──────── RECORDS FOR THIS EXERCISE

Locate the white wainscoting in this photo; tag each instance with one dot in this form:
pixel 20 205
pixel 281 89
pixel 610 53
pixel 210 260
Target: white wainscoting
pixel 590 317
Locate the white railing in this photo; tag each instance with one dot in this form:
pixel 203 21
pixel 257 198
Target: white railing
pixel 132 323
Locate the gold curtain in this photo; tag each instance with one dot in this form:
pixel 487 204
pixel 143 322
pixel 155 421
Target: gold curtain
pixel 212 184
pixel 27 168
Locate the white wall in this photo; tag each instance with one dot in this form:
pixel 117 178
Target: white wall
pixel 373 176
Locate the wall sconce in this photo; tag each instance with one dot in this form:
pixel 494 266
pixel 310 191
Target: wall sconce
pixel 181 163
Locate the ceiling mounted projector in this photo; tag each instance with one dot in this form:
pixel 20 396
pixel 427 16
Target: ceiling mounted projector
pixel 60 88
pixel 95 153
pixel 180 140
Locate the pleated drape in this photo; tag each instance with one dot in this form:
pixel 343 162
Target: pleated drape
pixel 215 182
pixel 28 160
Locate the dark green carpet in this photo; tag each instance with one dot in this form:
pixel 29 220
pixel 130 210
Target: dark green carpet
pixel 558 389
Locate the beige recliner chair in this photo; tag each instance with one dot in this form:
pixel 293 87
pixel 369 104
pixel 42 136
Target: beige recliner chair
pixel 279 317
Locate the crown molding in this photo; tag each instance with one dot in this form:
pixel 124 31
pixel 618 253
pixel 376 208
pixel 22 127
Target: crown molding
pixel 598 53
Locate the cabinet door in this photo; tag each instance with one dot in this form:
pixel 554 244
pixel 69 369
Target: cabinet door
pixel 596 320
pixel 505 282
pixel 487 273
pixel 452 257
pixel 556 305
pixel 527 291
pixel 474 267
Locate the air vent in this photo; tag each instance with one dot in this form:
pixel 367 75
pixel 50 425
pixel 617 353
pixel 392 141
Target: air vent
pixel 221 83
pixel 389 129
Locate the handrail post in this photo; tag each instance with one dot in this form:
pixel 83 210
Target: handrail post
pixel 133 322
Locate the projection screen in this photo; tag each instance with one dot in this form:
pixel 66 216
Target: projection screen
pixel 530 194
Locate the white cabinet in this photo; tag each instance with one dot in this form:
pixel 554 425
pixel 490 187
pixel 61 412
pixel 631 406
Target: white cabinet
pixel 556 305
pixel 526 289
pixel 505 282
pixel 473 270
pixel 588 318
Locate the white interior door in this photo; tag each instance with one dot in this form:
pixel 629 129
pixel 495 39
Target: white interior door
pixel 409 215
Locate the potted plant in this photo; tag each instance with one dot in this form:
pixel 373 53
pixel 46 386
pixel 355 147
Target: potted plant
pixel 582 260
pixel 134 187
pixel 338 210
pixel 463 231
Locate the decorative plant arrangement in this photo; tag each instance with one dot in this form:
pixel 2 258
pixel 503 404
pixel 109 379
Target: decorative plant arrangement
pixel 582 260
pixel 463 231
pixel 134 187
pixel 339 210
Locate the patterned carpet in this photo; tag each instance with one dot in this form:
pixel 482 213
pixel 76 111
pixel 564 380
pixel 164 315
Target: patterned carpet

────────────────

WHAT THE EXERCISE ASKS: Return only the stretch of the material above from the line holding "pixel 293 87" through the line holding "pixel 355 147", copied exactly.

ANSWER SPACE:
pixel 293 87
pixel 369 104
pixel 42 136
Target: beige recliner chair
pixel 279 317
Locate the crown molding in this photo; tag each instance with one dot in this form:
pixel 124 31
pixel 618 253
pixel 376 208
pixel 22 127
Target: crown molding
pixel 598 53
Locate the cabinet door in this photo; tag each instance with one dot in this form:
pixel 554 244
pixel 69 369
Target: cabinet door
pixel 596 320
pixel 505 282
pixel 487 273
pixel 452 257
pixel 556 305
pixel 527 291
pixel 474 267
Locate the air vent in this photo; tag each instance with one dot in this form:
pixel 367 75
pixel 50 425
pixel 617 353
pixel 392 141
Target: air vent
pixel 221 83
pixel 389 129
Locate the handrail post in this photo; tag each instance with one dot in this form:
pixel 83 210
Target: handrail post
pixel 133 322
Locate the projection screen in this photo; tag each instance with one dot in this form:
pixel 66 216
Target: projection screen
pixel 530 194
Locate the white cabinet in this photo; tag each instance with one dot in this form:
pixel 554 425
pixel 490 187
pixel 61 412
pixel 631 406
Target: white cabinet
pixel 556 305
pixel 526 289
pixel 505 282
pixel 473 270
pixel 588 318
Locate the white interior door in this photo; tag each instance with one dot in this form:
pixel 629 129
pixel 495 39
Target: white interior door
pixel 409 215
Locate the potted plant in this photo; tag each instance with one dot in this form:
pixel 373 53
pixel 46 386
pixel 355 147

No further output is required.